*Esercizio A*: Riscrivi le righe a partire da quella che contiene "In this photo, where can the grass shoreline" fino all'ultima riga, sostituendo "pond" con "lake" e lasciando invariato tutto il resto.

Di certo, noi faremmo di tutto per il nostro cane, ma i nostri cani farebbero lo stesso per noi?
Questa è la domanda che alcuni ricercatori americani si sono posti, chiedendosi se i cani avrebbero cercato di salvare il proprio proprietario in difficoltà.
Per anni nell’immaginario collettivo è spiccata la leggenda di Lassie ed in anni più recenti di Bolt, cagnolini temerari che fanno di tutto per aiutare i propri umani. Se la fedeltà dei nostri cani non si discute, sarà così anche per questi comportamenti che la scienza chiama ‘comportamenti prosociali’?
I comportamenti prosociali si verificano quando un individuo agisce volontariamente a beneficio di un altro o altri individui.
Questo tema è ancora molto dibattuto.
La maggior parte degli autori descrive i comportamenti prosociali in termini di costi e benefici, altri invece pensano che i comportamenti prosociali necessitino che l’attore prosociale dimostri di preoccuparsi per il ricevente e quindi che comprenda il suo stato emotivo. Tuttavia, non è ancora chiaro in che misura l’empatia e la compassione influenzino la prosocialità negli animali non umani.
LO STUDIO SCIENTIFICO
Nello studio scientifico che vi raccontiamo oggi, i ricercatori hanno sviluppato 3 test, coinvolgendo 60 cani non addestrati al compito e relativi proprietari.
Con il primo test hanno voluto valutare la propensione dei cani da compagni a salvare i loro proprietari. Per fare ciò i ricercatori hanno testato se i cani avrebbero spostato un pezzo di leggero cartonato che tratteneva il loro proprietario apparentemente in difficoltà all’interno di un box.
Nel secondo test, all’interno del box vi era sempre il proprietario ma questa volta non era più in apparente difficoltà, bensì stava leggendo tranquillamente a voce alta una rivista. Questo test è stato sviluppato per verificare se l’azione di soccorrere il proprio padrone da parte del cane fosse solamente frutto del desiderio dei cani di stare vicino ai loro padroni, piuttosto che di una chiara volontà di aiutarlo dopo aver capito che fosse in difficoltà.
Il terzo ed ultimo test prevedeva, invece, che all’interno del box ci fosse un pezzo di cibo altamente appetitoso per i cani. In questo modo i ricercatori hanno voluto verificare se e quanti cani fossero veramente in grado di svolgere il compito, ovvero di spostare il leggero pannello di cartonato per accedere al box, ed in questo caso alla ghiotta ricompensa.

*Esercizio B*: Riprendi il testo sullo studio dei cani che soccorrono i proprietari e proseguilo dopo la sua ultima frase.

*Le righe*:

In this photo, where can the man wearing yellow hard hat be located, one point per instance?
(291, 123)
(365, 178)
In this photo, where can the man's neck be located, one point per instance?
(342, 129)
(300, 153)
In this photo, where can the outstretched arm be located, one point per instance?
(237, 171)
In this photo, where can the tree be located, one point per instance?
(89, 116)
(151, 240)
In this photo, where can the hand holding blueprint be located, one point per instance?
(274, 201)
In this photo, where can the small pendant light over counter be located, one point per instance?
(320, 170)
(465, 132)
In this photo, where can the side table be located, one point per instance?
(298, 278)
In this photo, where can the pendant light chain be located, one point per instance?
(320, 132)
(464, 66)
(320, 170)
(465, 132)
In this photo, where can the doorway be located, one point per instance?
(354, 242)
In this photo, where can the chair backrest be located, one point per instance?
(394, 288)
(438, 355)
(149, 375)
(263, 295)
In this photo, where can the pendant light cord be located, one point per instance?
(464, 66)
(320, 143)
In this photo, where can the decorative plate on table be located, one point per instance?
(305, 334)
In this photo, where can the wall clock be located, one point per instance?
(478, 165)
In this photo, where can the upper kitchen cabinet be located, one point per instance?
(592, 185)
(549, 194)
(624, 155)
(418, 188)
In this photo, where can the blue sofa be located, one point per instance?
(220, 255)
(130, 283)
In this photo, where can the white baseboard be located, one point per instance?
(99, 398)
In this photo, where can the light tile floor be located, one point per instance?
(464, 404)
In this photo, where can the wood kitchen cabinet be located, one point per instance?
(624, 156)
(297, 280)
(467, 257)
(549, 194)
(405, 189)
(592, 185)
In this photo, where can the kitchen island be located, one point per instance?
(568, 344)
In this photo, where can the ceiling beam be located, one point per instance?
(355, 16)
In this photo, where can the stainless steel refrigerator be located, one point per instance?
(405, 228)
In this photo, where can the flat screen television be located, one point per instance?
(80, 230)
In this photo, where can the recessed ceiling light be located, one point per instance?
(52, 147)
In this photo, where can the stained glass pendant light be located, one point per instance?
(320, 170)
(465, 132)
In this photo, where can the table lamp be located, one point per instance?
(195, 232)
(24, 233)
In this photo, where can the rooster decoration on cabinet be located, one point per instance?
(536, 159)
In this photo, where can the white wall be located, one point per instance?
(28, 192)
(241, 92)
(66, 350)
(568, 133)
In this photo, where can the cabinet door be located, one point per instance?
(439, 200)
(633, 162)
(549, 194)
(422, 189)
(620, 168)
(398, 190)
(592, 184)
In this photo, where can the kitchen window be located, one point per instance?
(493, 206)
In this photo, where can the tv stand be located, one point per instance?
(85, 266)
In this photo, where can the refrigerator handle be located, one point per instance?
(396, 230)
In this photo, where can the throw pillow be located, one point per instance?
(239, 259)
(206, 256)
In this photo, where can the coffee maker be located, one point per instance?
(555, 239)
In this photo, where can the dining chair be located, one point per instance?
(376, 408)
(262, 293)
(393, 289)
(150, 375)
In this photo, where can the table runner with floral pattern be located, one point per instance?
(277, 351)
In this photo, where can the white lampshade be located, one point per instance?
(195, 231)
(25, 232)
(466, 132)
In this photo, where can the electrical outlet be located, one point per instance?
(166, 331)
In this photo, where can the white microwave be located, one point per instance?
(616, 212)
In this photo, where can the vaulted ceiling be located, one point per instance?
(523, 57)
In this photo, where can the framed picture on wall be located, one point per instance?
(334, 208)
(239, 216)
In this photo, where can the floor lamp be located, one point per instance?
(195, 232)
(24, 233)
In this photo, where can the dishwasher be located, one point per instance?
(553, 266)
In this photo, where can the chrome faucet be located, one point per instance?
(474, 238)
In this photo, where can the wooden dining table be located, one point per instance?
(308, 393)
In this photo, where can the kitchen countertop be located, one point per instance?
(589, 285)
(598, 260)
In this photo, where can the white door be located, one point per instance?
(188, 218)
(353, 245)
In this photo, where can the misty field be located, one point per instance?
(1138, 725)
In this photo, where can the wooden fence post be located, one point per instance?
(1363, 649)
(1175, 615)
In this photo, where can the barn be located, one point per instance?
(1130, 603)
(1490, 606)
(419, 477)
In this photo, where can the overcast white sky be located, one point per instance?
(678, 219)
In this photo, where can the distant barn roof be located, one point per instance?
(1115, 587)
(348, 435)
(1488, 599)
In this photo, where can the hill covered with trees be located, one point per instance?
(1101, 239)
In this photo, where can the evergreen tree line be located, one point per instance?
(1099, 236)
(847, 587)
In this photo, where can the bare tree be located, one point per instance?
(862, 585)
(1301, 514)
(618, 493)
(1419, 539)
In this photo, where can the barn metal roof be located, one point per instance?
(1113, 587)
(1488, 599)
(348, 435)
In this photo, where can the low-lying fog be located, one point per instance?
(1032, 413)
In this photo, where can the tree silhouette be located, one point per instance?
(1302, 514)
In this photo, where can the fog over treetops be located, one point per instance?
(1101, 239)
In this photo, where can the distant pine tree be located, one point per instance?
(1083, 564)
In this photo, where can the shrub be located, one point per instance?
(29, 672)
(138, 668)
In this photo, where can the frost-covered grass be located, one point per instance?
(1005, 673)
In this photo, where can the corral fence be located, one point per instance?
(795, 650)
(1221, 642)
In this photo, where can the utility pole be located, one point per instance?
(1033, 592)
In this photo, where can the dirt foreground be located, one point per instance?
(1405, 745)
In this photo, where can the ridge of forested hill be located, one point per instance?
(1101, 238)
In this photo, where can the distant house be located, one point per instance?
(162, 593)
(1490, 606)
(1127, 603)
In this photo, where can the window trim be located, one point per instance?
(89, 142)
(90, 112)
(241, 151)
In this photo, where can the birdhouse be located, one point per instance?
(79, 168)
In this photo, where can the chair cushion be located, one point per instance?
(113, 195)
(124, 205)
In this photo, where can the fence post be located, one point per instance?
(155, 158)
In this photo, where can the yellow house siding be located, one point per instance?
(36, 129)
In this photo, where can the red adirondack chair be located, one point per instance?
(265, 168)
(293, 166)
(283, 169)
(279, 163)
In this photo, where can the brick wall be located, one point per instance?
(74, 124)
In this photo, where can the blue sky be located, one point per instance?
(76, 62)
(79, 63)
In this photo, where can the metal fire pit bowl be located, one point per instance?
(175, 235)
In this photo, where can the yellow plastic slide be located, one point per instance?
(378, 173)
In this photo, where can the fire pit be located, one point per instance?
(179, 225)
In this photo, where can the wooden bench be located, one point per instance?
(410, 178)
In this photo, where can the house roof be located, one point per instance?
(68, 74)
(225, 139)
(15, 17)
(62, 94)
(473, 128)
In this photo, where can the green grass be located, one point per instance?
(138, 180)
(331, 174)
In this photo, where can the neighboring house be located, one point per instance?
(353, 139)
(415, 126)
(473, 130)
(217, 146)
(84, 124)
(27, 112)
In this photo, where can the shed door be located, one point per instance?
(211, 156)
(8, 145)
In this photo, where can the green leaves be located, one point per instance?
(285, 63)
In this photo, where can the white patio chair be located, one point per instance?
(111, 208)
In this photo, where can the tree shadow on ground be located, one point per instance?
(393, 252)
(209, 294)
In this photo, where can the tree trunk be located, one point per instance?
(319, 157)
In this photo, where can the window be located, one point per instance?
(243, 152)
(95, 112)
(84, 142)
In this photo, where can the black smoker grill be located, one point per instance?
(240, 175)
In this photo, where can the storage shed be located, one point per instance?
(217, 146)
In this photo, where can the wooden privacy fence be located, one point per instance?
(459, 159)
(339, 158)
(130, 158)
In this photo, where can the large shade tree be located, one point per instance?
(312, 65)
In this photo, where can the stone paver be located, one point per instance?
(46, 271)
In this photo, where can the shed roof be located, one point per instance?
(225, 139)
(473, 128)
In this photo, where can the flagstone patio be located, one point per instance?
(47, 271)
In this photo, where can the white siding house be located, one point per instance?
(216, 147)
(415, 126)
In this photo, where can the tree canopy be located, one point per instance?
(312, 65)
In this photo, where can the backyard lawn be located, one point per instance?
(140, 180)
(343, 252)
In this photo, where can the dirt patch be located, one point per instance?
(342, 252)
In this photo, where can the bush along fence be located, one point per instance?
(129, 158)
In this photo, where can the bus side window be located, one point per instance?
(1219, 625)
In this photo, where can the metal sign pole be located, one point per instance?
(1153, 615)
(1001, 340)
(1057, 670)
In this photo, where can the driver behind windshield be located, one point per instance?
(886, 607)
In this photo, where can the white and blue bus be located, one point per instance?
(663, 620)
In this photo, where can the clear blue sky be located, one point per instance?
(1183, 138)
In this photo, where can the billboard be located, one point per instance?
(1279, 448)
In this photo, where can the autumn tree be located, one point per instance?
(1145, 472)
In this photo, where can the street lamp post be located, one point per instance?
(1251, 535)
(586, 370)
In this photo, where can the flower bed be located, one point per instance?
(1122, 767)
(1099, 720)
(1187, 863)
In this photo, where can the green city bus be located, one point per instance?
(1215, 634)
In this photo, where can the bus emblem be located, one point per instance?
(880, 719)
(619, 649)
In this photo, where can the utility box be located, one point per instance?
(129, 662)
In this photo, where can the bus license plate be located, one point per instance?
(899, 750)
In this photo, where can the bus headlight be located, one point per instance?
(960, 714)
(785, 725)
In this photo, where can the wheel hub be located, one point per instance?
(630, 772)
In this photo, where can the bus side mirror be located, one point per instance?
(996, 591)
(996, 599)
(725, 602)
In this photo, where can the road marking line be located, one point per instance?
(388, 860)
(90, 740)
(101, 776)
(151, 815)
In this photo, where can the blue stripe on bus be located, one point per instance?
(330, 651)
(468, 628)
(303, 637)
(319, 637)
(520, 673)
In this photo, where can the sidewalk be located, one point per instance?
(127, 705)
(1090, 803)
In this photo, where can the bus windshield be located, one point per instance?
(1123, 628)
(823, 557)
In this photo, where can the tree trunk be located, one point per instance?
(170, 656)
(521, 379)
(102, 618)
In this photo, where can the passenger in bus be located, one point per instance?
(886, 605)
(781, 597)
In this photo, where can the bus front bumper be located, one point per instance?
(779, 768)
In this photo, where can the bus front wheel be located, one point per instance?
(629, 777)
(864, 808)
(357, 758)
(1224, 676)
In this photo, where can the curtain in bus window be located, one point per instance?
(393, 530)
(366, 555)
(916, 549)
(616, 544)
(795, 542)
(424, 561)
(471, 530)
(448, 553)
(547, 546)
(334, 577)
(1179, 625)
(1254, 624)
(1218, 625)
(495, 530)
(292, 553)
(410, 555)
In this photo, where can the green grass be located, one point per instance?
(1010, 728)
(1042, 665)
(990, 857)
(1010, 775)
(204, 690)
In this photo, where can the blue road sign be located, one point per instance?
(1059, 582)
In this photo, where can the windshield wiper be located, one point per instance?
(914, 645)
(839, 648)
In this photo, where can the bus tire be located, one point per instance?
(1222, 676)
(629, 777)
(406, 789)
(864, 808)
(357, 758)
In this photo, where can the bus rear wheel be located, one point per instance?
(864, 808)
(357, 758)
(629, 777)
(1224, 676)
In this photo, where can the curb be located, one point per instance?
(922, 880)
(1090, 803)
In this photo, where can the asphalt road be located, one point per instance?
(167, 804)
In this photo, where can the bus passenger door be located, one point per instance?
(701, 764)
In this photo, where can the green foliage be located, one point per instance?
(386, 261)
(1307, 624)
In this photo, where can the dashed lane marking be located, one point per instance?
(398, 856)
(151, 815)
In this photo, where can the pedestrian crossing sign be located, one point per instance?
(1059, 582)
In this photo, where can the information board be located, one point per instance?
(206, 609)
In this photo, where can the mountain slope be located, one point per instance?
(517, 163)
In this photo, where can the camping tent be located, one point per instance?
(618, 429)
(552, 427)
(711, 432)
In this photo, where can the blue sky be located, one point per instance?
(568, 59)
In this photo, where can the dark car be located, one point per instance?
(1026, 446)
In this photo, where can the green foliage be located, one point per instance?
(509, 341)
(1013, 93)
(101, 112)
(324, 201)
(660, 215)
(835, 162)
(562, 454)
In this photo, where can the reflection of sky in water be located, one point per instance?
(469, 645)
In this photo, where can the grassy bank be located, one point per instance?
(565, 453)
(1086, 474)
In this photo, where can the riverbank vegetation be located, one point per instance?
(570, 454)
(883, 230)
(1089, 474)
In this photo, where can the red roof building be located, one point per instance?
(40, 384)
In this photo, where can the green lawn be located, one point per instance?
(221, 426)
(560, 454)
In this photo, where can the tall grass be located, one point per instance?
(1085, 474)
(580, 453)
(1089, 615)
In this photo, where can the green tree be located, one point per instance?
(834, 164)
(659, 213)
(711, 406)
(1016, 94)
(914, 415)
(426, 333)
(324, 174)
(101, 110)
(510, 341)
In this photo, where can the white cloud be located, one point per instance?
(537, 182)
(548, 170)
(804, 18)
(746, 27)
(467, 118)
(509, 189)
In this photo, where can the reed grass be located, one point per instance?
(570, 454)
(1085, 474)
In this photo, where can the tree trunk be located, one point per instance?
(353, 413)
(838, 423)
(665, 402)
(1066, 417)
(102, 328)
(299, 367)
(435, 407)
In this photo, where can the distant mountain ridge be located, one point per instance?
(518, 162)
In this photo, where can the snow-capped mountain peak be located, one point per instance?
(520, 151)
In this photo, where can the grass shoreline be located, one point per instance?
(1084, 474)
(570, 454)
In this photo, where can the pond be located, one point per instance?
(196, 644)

*Risultato atteso A*:
In this photo, where can the grass shoreline be located, one point per instance?
(1084, 474)
(570, 454)
In this photo, where can the lake be located, one point per instance?
(196, 644)

*Risultato atteso B*:
I RISULTATI
Dai risultati è emerso che molti cani non sono stati in grado di spostare il cartonato e quindi di aprire il box. Infatti, nel test con il pezzetto di cibo, tanti cani hanno dimostrato non possedere l’abilità o l’esperienza necessaria per risolvere questo compito.
Ma vediamo invece cosa è successo nel caso dei cani che sono stati in grado di capire come si apriva il box. L’84% di questi cani ha soccorso il proprio padrone in difficoltà, numero maggiore rispetto ai cani che hanno aperto il box quando il proprietario leggeva la rivista a voce alta.
Un ulteriore risultato emerso dallo studio descrive come i cani si dimostravano sempre più veloci nell’aprire il box man mano che si andava avanti con le prove, ma solo nel caso del proprietario in difficoltà e non nel caso del proprietario che leggeva la rivista.
Questo suggerisce che le prestazioni dei cani miglioravano solo quando il cane era motivato dall’angoscia del proprietario.
Inoltre, i cani hanno mostrato più comportamenti di stress nel test del proprietario in difficoltà rispetto a quello di lettura, indicando che i proprietari trasmettevano i loro stati di angoscia ai cani.
Concludendo, questo studio ha pertanto dimostrato come alcuni cani riescono a soccorrere i loro proprietari senza aver ricevuto un particolare addestramento precedente.
Ha inoltre rivelato che quei cani in grado di completare il compito di salvataggio richiesto possiedono una propensione molto più elevata a mostrare un comportamento di salvataggio prosociale.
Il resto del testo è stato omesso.